### 練習問題
A: アップルとスイス時計産業の本文によると、ストラテジー・アナリティクスのレポートでは、アップルは昨年何本の腕時計を出荷しましたか。
B: アップルとスイス時計産業の本文を、最後の文に続けて書き進めなさい。

### 本文
• • • •

アップルのティム・クックCEO。
AP
- アップルが2019年に販売した腕時計は、スイスの腕時計産業全体の販売数を1000万本近く上回ったとアナリストは推定している。
- イギリスの経営コンサルティング会社、ストラテジー・アナリティクスのレポートによると、アップルは昨年、3100万本の腕時計を出荷した。
- これは、スイスの腕時計産業が出荷した、推定2110万本を大きく上回る。
- その一因として考えられるのが、若い消費者が好むのが、タグ・ホイヤー、スウォッチ、ティソといった伝統的なスイス時計ではなくスマートウォッチだということだ。
- 健康関連の機能が満載のApple Watchは、伝統的な腕時計とFitbitなどの健康管理に特化したスマートウォッチとの境界線を曖昧にしている。
アップル(Apple)が2019年に販売した腕時計は、スイスの腕時計産業全体の販売数を1000万本近く上回ったと、アナリストは推定した。

• • • •

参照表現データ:
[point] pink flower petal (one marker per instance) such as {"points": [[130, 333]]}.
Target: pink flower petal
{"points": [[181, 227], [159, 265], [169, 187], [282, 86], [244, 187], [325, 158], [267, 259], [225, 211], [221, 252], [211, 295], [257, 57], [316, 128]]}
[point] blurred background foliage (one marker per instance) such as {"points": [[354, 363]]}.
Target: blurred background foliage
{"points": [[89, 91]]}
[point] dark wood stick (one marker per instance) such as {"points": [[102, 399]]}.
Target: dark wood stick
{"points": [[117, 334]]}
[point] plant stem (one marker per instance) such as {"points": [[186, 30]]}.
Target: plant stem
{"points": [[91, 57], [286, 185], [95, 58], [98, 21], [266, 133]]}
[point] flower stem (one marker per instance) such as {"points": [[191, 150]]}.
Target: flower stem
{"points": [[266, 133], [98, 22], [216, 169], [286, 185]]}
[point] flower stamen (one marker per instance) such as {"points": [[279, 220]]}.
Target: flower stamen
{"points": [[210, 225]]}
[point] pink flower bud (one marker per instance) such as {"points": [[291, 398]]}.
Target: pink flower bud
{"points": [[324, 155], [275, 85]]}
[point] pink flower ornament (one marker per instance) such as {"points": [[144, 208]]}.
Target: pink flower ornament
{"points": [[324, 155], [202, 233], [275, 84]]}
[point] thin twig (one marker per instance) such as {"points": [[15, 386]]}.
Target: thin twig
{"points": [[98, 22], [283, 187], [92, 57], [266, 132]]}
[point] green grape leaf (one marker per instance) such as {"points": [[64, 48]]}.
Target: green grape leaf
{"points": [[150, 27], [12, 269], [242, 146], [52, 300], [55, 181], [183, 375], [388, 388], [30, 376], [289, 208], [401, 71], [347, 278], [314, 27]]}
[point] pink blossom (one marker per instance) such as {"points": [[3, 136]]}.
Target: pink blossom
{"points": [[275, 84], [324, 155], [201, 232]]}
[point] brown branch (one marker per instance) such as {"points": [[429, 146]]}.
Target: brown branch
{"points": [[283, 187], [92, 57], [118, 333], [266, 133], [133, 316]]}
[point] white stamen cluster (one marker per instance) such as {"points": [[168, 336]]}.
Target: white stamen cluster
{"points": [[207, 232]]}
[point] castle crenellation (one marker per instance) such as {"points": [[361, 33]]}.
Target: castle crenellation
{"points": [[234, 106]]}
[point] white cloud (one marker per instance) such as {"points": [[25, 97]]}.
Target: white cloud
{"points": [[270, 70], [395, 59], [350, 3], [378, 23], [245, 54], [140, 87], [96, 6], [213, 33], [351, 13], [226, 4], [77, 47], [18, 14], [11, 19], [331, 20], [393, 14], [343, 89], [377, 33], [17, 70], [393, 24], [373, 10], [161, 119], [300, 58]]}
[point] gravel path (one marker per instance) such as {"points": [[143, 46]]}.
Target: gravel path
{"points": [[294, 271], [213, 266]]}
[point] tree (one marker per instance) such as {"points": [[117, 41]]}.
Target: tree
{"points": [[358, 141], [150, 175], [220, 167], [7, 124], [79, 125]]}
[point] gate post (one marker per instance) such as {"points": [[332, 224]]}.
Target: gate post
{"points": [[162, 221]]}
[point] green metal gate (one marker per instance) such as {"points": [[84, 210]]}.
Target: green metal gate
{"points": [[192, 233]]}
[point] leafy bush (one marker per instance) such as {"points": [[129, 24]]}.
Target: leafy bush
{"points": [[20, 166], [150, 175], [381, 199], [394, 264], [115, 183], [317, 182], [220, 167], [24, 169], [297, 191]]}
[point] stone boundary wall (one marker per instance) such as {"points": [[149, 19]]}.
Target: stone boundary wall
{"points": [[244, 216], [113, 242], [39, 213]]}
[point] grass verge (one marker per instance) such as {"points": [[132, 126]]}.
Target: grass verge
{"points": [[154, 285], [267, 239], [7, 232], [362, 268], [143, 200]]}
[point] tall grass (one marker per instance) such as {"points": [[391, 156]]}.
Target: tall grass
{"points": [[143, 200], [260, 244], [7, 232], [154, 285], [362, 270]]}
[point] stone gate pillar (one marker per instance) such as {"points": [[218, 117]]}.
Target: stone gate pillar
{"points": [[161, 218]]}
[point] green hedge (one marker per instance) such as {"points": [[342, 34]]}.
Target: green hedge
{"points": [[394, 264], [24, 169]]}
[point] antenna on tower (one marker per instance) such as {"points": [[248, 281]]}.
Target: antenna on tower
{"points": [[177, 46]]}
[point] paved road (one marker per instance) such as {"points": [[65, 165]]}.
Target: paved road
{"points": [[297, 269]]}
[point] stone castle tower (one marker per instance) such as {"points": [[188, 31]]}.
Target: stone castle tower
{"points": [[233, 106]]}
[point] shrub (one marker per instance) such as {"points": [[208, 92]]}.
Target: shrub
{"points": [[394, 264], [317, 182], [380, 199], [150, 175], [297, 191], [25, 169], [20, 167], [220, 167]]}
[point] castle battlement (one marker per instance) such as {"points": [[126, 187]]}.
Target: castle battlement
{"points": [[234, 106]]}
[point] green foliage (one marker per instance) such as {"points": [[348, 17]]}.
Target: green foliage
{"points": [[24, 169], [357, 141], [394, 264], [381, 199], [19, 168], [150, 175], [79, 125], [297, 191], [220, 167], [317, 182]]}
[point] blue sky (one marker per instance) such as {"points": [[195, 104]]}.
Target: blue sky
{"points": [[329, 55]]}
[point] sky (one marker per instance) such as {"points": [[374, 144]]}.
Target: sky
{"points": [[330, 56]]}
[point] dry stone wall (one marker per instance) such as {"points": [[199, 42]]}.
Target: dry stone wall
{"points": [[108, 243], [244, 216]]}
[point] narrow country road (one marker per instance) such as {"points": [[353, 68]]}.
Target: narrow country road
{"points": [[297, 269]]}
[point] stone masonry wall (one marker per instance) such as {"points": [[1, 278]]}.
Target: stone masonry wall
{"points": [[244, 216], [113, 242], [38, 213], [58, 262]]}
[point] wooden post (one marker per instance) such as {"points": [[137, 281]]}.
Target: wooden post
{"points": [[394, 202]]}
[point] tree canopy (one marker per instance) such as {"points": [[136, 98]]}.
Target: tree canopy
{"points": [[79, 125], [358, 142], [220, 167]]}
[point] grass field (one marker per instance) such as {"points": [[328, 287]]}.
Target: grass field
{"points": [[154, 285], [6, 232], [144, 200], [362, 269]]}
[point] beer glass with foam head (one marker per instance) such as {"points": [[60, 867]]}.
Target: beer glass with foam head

• • • •

### 解答
A: 3100万本です。

B:
イギリスのコンサルティング会社、ストラテジー・アナリティクスのレポートによると、アップルは推定3070万本を出荷し、これに対しスイスの腕時計産業は推定2110万本だった。
アップルは2250万本を出荷した2018年から、36%成長したことになる。一方、スイス製腕時計の出荷は2018年の2420万本から13%減だったとストラテジー・アナリティクスは見積もった。
スイス製腕時計は世界的に有名で、タグ・ホイヤー(Tag Heuer)、スウォッチ(Swatch)、ティソ(Tissot)など数多くのブランドがある。
レポートでは、出荷台数と同様であると思われる販売台数の違いについて、さまざまな要因をあげている。その中で主なものが、昨今のテクノロジーに精通した顧客に対するスマートウォッチの魅力だ。
「魅力的なデザイン、使いやすいテクノロジー、そしてユーザーを虜にするアプリのコンビネーションで、Apple Watchは北アメリカ、西ヨーロッパ、そしてアジアで大人気になった」とストラテジー・アナリティクスのシニア・アナリスト、スティーブン・ウォルツァー(Steven Waltzer)氏は述べた。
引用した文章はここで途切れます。